- TASK BRIEF -
All of the data below should be output exactly as given.

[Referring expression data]
•••
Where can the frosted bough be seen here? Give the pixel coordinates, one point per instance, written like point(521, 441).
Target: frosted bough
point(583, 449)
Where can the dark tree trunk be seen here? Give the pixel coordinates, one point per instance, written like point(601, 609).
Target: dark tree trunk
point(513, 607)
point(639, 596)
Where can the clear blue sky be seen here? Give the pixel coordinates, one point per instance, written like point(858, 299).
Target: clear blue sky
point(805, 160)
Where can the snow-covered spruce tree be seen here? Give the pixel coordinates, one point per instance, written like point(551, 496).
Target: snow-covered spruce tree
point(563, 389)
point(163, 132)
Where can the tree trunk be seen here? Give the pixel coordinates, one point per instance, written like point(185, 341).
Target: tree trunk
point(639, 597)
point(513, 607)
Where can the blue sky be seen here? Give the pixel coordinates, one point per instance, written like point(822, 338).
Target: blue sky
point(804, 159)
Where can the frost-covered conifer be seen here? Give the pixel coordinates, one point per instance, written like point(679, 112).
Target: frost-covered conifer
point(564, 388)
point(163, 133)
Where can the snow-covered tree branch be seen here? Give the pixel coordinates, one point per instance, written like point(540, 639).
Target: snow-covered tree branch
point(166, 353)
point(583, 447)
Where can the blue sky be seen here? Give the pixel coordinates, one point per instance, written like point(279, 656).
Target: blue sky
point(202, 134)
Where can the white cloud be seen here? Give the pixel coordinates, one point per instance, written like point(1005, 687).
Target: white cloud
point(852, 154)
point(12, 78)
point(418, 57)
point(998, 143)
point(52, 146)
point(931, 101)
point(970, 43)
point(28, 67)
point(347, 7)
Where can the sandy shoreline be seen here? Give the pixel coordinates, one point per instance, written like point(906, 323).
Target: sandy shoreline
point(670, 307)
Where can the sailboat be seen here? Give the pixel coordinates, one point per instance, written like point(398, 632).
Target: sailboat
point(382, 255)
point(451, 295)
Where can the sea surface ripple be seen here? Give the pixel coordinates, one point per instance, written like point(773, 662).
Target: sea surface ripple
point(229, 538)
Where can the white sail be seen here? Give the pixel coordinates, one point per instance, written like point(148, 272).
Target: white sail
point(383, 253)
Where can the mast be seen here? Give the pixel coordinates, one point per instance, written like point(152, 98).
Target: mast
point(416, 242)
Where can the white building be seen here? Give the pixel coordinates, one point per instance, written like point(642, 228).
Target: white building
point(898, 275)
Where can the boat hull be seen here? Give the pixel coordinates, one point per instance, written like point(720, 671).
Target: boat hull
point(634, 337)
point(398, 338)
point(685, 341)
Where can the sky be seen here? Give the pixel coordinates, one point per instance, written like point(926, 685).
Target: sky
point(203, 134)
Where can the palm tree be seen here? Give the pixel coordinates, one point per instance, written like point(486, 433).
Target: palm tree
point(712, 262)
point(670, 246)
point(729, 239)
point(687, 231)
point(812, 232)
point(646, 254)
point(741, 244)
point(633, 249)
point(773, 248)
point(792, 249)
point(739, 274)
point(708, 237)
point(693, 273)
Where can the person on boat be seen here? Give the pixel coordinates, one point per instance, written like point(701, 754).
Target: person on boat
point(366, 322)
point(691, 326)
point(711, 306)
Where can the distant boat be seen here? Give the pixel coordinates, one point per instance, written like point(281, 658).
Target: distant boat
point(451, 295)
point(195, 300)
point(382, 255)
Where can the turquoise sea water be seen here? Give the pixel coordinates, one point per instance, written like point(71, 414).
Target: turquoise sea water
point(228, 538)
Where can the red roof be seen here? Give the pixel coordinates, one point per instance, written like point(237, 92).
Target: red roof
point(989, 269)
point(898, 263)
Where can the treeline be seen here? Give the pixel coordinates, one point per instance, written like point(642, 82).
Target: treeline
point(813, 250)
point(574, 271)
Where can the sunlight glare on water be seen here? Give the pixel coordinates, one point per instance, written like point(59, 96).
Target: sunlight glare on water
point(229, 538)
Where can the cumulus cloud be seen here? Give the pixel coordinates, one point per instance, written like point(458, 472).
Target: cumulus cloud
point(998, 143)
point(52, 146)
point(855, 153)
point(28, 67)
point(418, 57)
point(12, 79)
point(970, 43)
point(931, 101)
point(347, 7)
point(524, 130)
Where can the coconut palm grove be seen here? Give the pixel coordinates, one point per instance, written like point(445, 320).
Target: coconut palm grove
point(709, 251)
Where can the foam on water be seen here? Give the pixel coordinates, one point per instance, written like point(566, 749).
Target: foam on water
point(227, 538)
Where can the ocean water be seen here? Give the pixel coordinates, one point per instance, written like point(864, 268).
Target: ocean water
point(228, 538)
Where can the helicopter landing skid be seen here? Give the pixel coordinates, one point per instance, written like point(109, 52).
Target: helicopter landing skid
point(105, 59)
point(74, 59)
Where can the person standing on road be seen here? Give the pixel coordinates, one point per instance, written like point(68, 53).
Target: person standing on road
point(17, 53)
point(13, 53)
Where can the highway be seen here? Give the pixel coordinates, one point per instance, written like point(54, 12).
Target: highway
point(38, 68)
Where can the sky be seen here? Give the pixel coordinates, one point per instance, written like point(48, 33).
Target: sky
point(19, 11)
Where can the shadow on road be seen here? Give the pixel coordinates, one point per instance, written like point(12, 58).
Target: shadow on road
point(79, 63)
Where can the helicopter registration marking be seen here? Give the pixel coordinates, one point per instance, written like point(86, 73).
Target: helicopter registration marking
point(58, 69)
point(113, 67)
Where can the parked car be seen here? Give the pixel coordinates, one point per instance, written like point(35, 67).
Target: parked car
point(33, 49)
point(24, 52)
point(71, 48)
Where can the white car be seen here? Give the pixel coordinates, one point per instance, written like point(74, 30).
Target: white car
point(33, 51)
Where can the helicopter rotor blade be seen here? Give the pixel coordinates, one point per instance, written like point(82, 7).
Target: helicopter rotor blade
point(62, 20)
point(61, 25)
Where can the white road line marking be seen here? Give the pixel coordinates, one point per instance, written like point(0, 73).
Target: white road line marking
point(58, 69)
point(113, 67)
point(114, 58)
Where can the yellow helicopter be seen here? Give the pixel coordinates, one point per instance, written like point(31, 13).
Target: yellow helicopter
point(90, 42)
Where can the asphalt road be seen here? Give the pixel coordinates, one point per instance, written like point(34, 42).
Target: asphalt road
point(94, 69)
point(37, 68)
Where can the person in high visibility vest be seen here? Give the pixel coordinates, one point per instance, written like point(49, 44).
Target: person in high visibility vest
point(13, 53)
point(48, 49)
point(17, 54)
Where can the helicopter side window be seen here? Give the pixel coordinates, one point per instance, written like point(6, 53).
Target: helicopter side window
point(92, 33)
•••
- WRITTEN REPLY -
Where can the frosted bough be seen here? Give the pixel coordinates, one point per instance, written like point(521, 441).
Target: frosted bough
point(583, 449)
Where can the dark tree trunk be seen here? Give the pixel coordinates, one point per instance, written like point(601, 609).
Target: dark tree trunk
point(513, 607)
point(639, 596)
Where can the clear blue sky be seen here? Give the pixel coordinates, one point per instance, written like point(858, 299).
Target: clear blue sky
point(805, 160)
Where can the snow-covered spruce tree be seen here? Give the pixel coordinates, one point per instance, written like point(551, 496).
Target: snow-covered spruce tree
point(563, 389)
point(163, 132)
Where can the tree trunk be seen here? Give the pixel coordinates, one point per instance, written like point(185, 341).
Target: tree trunk
point(639, 597)
point(513, 607)
Where can the blue sky be seen here? Give the pixel coordinates, one point per instance, written like point(822, 338).
Target: blue sky
point(804, 159)
Where can the frost-covered conifer be seen here? Give the pixel coordinates, one point per instance, written like point(679, 112).
Target: frost-covered conifer
point(564, 388)
point(163, 133)
Where can the snow-covered tree branch be seen here? Give the pixel coordinates, one point per instance, written like point(540, 639).
Target: snow-covered tree branch
point(166, 353)
point(583, 447)
Where can the blue sky be seen here? Give the pixel coordinates, one point per instance, written like point(279, 656).
Target: blue sky
point(202, 134)
Where can the white cloud be seen here? Give the pixel coordinates, one point per instance, written like point(1005, 687).
Target: white cloud
point(852, 154)
point(12, 78)
point(418, 57)
point(998, 143)
point(52, 146)
point(931, 101)
point(970, 43)
point(28, 67)
point(347, 7)
Where can the sandy shoreline be seen here? Give the pixel coordinates, one point per instance, written like point(906, 323).
Target: sandy shoreline
point(670, 307)
Where can the sailboat be seen here? Give the pixel coordinates, one point per instance, written like point(398, 632).
Target: sailboat
point(382, 255)
point(451, 295)
Where can the sea surface ripple be seen here? Give the pixel coordinates, one point per instance, written like point(773, 662).
Target: sea surface ripple
point(229, 538)
Where can the white sail be seen here? Give the pixel coordinates, one point per instance, written like point(148, 272).
Target: white sail
point(383, 253)
Where can the mast be seen here? Give the pixel coordinates, one point per instance, written like point(152, 98).
Target: mast
point(416, 242)
Where can the white building be seen here? Give the pixel coordinates, one point per instance, written like point(642, 228).
Target: white building
point(898, 275)
Where can the boat hull be seen here? Give the pixel coordinates, one point per instance, written like point(720, 671).
Target: boat hull
point(634, 337)
point(398, 338)
point(685, 341)
Where can the sky be seen here? Give the pixel coordinates, one point per instance, written like point(926, 685).
Target: sky
point(203, 134)
Where can the palm tree be seen here? Give the pixel coordinates, one point per instance, written like point(486, 433).
Target: palm tree
point(712, 262)
point(670, 246)
point(729, 239)
point(687, 231)
point(812, 232)
point(646, 254)
point(741, 244)
point(633, 249)
point(773, 248)
point(792, 249)
point(739, 274)
point(708, 237)
point(693, 273)
Where can the person on boat be seen here? Give the pixel coordinates, one point per instance, written like point(701, 754).
Target: person on boat
point(366, 322)
point(691, 326)
point(711, 306)
Where can the distant boat be seen here? Give the pixel coordinates, one point per instance, written like point(281, 658).
Target: distant boat
point(451, 295)
point(195, 300)
point(382, 255)
Where can the turquoise sea water be seen here? Give the pixel coordinates, one point per instance, written like point(71, 414).
Target: turquoise sea water
point(228, 538)
Where can the red roof be seen here? Give the pixel coordinates, one point per instance, written like point(237, 92).
Target: red roof
point(989, 269)
point(898, 263)
Where can the treeline be seen here? Give the pixel coordinates, one point per instance, written like point(642, 82).
Target: treeline
point(813, 250)
point(574, 271)
Where can the sunlight glare on water be seen here? Give the pixel coordinates, one point per instance, written like point(59, 96).
Target: sunlight glare on water
point(229, 538)
Where can the cumulus cloud be seen here? Give the pixel coordinates, one point per instance, written like point(458, 472).
Target: cumulus cloud
point(998, 143)
point(52, 146)
point(855, 153)
point(28, 67)
point(418, 57)
point(12, 79)
point(970, 43)
point(931, 101)
point(347, 7)
point(524, 130)
Where can the coconut palm grove be seen here? Give the pixel coordinates, one point per instance, written like point(445, 320).
Target: coconut palm grove
point(709, 251)
Where can the foam on water be seen here? Give the pixel coordinates, one point per instance, written like point(566, 749).
Target: foam on water
point(227, 538)
Where can the ocean water be seen here? Give the pixel coordinates, one point per instance, written like point(864, 268).
Target: ocean water
point(228, 538)
Where can the helicopter landing skid be seen here? Give the pixel coordinates, one point per instance, written like point(109, 52).
Target: helicopter landing skid
point(105, 59)
point(74, 59)
Where can the person standing on road be seen here? Give the pixel coordinates, one point per instance, written like point(68, 53).
Target: person standing on road
point(17, 53)
point(13, 53)
Where can the highway be seen here? Give the pixel coordinates, one point per instance, written like point(54, 12).
Target: highway
point(38, 68)
Where can the sky be seen here? Give the pixel coordinates, one point per instance, written like point(48, 33).
Target: sky
point(19, 11)
Where can the shadow on road be seen here? Give the pixel coordinates, one point per instance, written like point(12, 58).
Target: shadow on road
point(79, 63)
Where can the helicopter registration marking be seen here? Give the pixel coordinates, one point per instance, written like point(86, 73).
Target: helicopter registration marking
point(58, 69)
point(113, 67)
Where can the parked car be seen here? Give the pixel coordinates, one point per instance, written like point(35, 67).
Target: parked car
point(33, 49)
point(24, 52)
point(71, 48)
Where can the white car be seen here? Give the pixel coordinates, one point per instance, written like point(74, 30).
Target: white car
point(33, 51)
Where can the helicopter rotor blade be seen here? Give the pixel coordinates, one point per instance, written like point(82, 7).
Target: helicopter rotor blade
point(62, 20)
point(61, 25)
Where can the white road line marking be seen here? Give the pixel coordinates, one point per instance, written like point(0, 73).
Target: white road line marking
point(58, 69)
point(113, 67)
point(114, 58)
Where can the yellow helicopter be seen here? Give the pixel coordinates, one point per instance, written like point(31, 13).
Target: yellow helicopter
point(90, 42)
Where can the asphalt road be seen here? Give the pixel coordinates, one point per instance, written like point(34, 42).
Target: asphalt road
point(94, 69)
point(37, 68)
Where can the person in high visibility vest be seen here? Give the pixel coordinates, one point per instance, written like point(49, 44).
Target: person in high visibility vest
point(13, 53)
point(48, 49)
point(17, 54)
Where can the helicopter side window be seen here? Give the pixel coordinates, one point per instance, written like point(6, 53).
Target: helicopter side window
point(92, 33)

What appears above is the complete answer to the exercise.